== Rows
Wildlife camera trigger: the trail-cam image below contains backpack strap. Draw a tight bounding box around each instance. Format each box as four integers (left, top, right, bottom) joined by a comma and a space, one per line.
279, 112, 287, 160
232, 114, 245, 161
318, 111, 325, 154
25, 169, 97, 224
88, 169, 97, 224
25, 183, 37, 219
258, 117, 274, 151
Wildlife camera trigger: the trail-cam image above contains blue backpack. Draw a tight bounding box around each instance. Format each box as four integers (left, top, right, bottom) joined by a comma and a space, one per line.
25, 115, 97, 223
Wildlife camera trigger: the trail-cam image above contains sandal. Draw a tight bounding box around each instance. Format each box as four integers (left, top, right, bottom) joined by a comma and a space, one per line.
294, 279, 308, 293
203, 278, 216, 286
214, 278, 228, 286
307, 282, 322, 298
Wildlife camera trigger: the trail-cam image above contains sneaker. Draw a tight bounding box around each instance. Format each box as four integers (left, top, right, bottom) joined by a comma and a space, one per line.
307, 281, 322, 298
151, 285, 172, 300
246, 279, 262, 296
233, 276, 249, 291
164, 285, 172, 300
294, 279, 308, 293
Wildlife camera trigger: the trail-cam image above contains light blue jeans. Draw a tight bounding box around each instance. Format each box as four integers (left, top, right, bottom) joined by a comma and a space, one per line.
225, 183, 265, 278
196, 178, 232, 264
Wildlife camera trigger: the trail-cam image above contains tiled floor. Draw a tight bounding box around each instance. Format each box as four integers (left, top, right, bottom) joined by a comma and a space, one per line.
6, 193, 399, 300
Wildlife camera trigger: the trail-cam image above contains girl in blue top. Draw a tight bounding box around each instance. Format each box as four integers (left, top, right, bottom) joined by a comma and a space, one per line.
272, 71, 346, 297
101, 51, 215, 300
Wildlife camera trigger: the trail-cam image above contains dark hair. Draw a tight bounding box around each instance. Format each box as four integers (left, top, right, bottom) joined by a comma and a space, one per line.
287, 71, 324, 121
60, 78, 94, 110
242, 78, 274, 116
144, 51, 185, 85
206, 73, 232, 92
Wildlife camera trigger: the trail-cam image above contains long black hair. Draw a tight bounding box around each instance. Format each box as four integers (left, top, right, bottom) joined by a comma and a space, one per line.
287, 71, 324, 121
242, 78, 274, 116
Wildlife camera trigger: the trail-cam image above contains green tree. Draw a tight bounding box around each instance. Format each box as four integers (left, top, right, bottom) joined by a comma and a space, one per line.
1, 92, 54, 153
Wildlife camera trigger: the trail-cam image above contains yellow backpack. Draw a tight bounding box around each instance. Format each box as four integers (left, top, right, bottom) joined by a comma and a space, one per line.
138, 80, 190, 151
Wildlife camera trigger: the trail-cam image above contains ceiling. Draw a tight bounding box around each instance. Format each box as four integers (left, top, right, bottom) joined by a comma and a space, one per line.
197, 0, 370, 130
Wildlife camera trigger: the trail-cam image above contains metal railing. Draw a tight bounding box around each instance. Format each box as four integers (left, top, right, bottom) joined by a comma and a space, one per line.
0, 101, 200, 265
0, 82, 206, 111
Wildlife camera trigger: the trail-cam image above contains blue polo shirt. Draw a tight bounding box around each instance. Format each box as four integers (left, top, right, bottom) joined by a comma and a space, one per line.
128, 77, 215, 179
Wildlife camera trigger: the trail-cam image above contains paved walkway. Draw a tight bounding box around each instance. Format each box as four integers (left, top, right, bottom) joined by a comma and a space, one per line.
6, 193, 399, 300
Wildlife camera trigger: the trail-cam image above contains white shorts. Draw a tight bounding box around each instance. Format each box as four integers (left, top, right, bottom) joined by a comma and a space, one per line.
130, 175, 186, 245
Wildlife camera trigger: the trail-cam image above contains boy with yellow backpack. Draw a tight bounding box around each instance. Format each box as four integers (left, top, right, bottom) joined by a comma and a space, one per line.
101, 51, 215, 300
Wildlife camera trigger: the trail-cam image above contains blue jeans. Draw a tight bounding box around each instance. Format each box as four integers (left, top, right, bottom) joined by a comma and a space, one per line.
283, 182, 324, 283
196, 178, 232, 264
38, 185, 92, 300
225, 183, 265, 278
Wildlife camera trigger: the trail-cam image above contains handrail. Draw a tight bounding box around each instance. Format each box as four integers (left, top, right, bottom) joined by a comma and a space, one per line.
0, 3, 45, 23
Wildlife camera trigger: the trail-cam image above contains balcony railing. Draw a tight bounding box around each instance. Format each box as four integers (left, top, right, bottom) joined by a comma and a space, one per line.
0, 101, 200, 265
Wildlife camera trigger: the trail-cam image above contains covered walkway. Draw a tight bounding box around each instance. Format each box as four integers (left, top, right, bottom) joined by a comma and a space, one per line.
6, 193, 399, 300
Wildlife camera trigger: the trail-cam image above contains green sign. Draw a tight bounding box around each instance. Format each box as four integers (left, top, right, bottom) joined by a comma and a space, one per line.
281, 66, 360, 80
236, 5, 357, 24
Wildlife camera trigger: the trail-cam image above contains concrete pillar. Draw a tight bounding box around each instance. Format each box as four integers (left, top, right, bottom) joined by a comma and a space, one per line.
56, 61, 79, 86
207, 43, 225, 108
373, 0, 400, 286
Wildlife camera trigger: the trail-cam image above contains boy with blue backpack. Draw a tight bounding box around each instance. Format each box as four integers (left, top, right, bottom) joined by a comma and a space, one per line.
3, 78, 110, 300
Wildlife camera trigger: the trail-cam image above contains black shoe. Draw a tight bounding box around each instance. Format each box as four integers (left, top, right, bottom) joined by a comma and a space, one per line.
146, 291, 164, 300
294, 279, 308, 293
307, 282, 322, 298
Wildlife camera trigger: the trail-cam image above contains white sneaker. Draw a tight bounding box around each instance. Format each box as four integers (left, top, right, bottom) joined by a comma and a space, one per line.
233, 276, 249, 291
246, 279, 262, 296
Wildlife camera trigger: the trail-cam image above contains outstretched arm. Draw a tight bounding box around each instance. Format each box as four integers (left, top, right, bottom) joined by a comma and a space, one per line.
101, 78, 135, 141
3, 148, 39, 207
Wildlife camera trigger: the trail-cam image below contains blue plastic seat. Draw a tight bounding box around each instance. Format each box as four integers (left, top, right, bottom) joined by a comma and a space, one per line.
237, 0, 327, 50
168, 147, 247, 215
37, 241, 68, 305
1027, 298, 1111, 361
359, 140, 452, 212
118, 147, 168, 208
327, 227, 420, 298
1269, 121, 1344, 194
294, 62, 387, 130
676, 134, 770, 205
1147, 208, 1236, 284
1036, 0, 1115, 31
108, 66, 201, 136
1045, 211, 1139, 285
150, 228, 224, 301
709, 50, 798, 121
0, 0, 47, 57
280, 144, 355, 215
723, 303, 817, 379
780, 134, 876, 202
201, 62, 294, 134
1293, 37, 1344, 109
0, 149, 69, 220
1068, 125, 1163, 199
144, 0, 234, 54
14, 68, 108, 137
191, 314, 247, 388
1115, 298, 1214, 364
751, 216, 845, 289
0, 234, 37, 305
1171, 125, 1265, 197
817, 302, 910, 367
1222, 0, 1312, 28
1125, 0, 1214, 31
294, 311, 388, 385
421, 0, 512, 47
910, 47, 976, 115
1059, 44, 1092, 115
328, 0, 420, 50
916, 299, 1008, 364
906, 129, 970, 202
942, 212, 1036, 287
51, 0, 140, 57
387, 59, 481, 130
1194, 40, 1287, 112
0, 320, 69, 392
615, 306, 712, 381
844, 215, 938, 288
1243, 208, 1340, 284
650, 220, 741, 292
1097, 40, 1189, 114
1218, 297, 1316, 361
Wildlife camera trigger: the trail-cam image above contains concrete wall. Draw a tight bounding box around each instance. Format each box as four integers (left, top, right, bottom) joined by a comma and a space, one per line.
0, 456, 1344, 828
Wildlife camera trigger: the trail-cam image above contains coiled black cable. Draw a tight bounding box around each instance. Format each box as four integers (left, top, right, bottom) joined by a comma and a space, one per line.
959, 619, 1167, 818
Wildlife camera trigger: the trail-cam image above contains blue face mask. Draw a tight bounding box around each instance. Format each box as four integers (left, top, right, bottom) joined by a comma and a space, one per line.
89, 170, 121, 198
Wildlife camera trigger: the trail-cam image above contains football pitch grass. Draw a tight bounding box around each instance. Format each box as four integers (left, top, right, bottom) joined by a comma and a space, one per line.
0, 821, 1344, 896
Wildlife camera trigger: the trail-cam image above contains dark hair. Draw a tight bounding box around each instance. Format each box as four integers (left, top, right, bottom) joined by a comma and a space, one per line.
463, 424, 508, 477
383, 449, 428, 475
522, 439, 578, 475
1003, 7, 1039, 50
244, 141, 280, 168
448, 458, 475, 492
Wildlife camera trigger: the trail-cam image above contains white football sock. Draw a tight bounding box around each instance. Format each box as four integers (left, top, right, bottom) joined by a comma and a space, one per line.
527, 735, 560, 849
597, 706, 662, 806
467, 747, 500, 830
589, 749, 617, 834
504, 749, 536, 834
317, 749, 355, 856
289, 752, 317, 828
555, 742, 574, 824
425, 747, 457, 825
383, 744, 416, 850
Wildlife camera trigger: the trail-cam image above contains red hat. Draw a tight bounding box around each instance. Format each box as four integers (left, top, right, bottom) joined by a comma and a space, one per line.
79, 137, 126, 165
====
> Stated exercise
Repeat exactly the lines from the line containing "above contains football" through the end of the listing above; both boundary lines are part of the output.

> Full output
Wildlife camera trigger: the trail-cam image above contains football pitch grass. Draw a tight bounding box around each instance. Format each box as four integers (left, top, right, bottom) joined by a comma and a space, one per line.
0, 821, 1344, 896
Wildlife camera trigger: the trail-cam image above contains dark hair. Draw a tight bounding box around each instance. Format each box as four integers (left, top, right, bottom) joined by a comma and a space, one per line.
463, 424, 508, 477
383, 449, 428, 475
522, 439, 578, 475
1003, 7, 1039, 50
244, 141, 280, 168
448, 458, 475, 492
Wildlife camera trigger: the trail-cam image above contains white football sock. Draw a tight bounding box around each instance. Format each box as four integers (left, top, right, bottom) joined by a comma and a space, one per line.
527, 735, 560, 849
597, 706, 662, 806
467, 747, 500, 830
589, 749, 617, 834
504, 749, 536, 834
317, 749, 355, 856
289, 752, 317, 828
555, 742, 574, 824
425, 747, 457, 825
383, 744, 416, 850
Wildlife camera trigger: the trail-cam image above contains red hat. Draw a tight bounding box around each instance. Format each box as four integers (left, top, right, bottom) joined by a comma and a space, one per line.
79, 137, 126, 165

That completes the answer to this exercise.